>> start MATERIAL FOR THIS TASK

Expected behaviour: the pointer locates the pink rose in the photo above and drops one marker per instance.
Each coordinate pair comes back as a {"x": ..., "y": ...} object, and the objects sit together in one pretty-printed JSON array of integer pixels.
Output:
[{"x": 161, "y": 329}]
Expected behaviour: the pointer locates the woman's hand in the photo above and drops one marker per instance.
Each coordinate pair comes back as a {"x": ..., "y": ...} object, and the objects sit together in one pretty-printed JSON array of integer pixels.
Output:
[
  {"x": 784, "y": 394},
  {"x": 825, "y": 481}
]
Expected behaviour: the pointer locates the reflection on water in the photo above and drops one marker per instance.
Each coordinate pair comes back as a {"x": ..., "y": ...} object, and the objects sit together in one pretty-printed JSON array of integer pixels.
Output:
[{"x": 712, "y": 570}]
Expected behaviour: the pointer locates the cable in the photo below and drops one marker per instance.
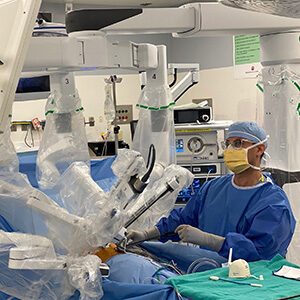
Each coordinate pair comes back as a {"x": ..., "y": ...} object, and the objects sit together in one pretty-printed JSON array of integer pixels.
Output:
[
  {"x": 26, "y": 136},
  {"x": 208, "y": 175},
  {"x": 174, "y": 78}
]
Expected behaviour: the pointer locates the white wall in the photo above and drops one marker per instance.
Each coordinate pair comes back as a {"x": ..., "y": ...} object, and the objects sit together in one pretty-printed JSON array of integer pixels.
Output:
[{"x": 233, "y": 99}]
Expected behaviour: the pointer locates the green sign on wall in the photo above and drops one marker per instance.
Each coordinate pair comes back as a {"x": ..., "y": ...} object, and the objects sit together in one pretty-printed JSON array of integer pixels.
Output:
[{"x": 246, "y": 49}]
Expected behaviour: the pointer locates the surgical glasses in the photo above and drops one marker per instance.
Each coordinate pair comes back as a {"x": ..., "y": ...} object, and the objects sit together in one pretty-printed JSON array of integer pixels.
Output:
[{"x": 235, "y": 144}]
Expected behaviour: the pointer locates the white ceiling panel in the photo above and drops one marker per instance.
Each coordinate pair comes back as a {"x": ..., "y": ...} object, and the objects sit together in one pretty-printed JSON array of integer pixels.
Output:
[{"x": 129, "y": 3}]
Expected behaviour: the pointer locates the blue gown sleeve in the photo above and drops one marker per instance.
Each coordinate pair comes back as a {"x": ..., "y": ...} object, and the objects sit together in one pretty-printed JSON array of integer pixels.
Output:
[
  {"x": 187, "y": 215},
  {"x": 269, "y": 233}
]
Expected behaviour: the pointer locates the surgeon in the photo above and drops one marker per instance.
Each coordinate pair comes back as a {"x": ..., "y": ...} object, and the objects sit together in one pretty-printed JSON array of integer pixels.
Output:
[{"x": 244, "y": 211}]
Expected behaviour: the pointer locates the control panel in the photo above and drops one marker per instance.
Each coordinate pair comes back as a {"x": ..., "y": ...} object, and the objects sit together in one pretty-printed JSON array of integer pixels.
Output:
[
  {"x": 124, "y": 114},
  {"x": 197, "y": 151}
]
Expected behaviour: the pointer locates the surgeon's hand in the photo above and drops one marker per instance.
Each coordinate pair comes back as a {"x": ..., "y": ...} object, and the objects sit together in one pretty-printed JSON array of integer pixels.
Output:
[
  {"x": 190, "y": 234},
  {"x": 137, "y": 236}
]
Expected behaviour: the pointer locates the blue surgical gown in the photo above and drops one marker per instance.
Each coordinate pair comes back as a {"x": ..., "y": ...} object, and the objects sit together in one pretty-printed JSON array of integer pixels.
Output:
[{"x": 257, "y": 222}]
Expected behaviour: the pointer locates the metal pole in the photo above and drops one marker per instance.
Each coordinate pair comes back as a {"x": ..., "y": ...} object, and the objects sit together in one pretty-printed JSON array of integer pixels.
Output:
[{"x": 113, "y": 80}]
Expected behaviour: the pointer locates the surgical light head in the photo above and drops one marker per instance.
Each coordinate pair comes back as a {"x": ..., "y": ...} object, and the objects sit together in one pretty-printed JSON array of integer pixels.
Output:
[{"x": 287, "y": 8}]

>> end MATERIAL FOR THIS TASK

**WHAT IS NEEDED:**
Give back the lines above exactly, from the one with "Expected behaviour: the pointer locates the control" through the last line.

**TASK RESPONSE:**
Expected behaviour: the pointer locates the control panel in the photo above and drops one marker per instance.
Each coordinate pair comes back as a {"x": ..., "y": ...} object, and the objects sit together in one pretty-printed JSON array of integer pixels.
Output:
[
  {"x": 124, "y": 114},
  {"x": 197, "y": 151}
]
Expected behaviour: the pointer locates the surgeon's hand in the photo above and drops one marker per instance.
Each coordinate pair comes back as a {"x": ..., "y": ...} object, and the objects sit together in one pretty-printed JSON array of integer pixels.
Output:
[
  {"x": 190, "y": 234},
  {"x": 137, "y": 236}
]
Expected behaviour: the pointer locates the blue surgical gown in the photo above and drops one marker per instance.
Each coordinate pair comes back as a {"x": ..., "y": ...} object, and the objects sit together in one pretty-printed JSON array of integer pixels.
Output:
[{"x": 257, "y": 222}]
Expected behaviour: the pointer locates the metal pole in the photo above and drops one marker per instance.
Each coordinate pair comes back as a {"x": ..., "y": ...} object, and the objects sit together in one pretty-printed JSON array of integer pixels.
Output:
[{"x": 113, "y": 80}]
Expected behaviour: the pointer locates the surgical light head in the photo above and drops one marker per instance.
Each coordinate pair comes back as a {"x": ..., "y": ...} object, and the objects sit together in one pretty-printed JSON array of integer pixels.
Output:
[{"x": 287, "y": 8}]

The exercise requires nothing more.